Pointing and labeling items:
────
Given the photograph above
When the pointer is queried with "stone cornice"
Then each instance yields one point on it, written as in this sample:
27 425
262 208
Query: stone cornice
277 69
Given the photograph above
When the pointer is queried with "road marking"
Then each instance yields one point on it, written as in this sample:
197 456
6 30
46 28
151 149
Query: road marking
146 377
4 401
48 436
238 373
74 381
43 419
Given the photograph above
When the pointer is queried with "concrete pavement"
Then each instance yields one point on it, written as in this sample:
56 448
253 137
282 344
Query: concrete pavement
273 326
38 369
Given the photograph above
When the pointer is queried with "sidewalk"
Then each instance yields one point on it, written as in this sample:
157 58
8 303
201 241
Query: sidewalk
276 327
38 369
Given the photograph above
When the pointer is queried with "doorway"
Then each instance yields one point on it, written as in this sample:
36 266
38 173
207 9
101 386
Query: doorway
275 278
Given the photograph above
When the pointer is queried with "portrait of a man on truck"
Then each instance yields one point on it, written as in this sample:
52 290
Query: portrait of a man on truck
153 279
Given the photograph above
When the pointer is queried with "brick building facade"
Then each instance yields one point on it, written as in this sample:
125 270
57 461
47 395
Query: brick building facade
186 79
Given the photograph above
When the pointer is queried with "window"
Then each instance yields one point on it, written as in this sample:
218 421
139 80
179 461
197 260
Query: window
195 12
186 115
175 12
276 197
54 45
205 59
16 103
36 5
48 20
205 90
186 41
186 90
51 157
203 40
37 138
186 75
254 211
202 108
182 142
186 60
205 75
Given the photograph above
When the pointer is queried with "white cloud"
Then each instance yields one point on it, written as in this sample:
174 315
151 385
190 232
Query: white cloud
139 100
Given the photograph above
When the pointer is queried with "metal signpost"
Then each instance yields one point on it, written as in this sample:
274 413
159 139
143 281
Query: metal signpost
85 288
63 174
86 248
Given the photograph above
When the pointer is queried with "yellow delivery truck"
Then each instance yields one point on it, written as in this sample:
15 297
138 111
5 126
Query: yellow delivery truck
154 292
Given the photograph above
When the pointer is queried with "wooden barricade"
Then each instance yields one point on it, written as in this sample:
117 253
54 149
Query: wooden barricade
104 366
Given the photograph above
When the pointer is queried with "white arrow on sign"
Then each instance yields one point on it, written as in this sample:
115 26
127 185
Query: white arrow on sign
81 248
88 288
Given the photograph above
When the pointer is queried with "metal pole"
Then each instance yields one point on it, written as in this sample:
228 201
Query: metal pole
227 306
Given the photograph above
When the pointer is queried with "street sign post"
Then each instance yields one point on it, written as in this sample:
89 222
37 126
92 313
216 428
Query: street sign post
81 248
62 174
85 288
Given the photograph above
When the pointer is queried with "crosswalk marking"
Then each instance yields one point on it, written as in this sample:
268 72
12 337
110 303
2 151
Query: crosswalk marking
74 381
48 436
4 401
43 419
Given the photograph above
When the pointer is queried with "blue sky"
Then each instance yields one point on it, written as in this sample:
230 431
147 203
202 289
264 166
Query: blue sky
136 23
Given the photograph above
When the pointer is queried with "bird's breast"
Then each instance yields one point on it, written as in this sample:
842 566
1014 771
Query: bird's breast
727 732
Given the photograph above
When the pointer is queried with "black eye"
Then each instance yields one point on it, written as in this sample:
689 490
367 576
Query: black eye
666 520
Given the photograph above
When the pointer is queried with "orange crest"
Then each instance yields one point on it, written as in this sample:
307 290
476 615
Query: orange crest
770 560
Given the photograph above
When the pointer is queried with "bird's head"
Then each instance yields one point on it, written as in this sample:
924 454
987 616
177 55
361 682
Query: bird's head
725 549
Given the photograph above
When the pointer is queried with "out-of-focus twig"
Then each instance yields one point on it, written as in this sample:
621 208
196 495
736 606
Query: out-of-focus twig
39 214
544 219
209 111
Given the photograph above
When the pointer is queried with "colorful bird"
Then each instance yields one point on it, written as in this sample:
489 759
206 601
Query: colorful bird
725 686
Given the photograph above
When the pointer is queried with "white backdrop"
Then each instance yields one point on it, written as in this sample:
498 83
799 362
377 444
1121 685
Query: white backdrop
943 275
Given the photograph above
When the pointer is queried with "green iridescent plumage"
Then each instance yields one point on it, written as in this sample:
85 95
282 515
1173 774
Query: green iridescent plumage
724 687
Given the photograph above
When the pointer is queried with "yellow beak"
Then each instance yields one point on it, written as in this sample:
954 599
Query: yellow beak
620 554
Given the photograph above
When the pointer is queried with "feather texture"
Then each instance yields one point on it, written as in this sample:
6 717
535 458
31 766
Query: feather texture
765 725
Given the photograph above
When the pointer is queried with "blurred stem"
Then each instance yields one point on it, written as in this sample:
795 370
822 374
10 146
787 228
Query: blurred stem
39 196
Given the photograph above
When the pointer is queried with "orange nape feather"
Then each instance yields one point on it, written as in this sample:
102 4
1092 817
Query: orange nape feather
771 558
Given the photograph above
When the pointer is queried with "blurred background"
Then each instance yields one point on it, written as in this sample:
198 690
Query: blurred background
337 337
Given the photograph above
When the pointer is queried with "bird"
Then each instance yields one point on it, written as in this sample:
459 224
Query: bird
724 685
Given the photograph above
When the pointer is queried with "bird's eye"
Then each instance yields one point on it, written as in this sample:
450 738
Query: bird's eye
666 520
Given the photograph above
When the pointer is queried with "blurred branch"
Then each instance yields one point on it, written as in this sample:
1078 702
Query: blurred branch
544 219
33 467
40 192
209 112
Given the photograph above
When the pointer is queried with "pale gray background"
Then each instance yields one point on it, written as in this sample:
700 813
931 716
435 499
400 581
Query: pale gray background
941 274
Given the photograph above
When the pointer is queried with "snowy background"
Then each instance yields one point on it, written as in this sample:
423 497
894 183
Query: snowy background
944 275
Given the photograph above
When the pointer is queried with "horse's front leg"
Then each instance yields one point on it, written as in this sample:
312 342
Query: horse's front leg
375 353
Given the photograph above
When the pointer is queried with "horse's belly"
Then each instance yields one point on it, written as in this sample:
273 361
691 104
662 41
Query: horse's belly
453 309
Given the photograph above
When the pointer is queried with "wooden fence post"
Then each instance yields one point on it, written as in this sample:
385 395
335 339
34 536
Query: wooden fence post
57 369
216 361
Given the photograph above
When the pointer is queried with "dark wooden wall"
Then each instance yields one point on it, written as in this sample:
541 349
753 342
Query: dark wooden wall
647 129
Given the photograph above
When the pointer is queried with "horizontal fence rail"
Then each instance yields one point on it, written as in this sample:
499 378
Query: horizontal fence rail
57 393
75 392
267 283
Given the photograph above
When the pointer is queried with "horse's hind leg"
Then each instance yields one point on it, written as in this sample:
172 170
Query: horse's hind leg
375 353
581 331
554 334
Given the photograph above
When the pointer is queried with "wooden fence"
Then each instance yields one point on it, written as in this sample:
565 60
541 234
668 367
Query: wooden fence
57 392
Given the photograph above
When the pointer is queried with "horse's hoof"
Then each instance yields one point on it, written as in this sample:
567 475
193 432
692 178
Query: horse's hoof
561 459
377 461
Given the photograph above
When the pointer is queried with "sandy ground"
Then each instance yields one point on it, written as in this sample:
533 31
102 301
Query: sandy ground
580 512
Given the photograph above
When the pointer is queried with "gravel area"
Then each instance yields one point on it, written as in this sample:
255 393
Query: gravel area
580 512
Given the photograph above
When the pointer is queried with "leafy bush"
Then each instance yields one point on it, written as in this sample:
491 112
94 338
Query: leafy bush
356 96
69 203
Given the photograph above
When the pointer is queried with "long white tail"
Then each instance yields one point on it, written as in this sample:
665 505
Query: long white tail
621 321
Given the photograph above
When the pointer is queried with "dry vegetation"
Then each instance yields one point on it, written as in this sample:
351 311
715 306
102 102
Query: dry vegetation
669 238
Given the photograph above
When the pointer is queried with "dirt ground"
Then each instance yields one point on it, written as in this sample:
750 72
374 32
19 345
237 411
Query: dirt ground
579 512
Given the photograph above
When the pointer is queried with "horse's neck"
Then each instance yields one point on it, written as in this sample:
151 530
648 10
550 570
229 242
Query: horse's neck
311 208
────
### Task
Count the lines of the items above that contain the string "breast", and give only that number.

### Task answer
2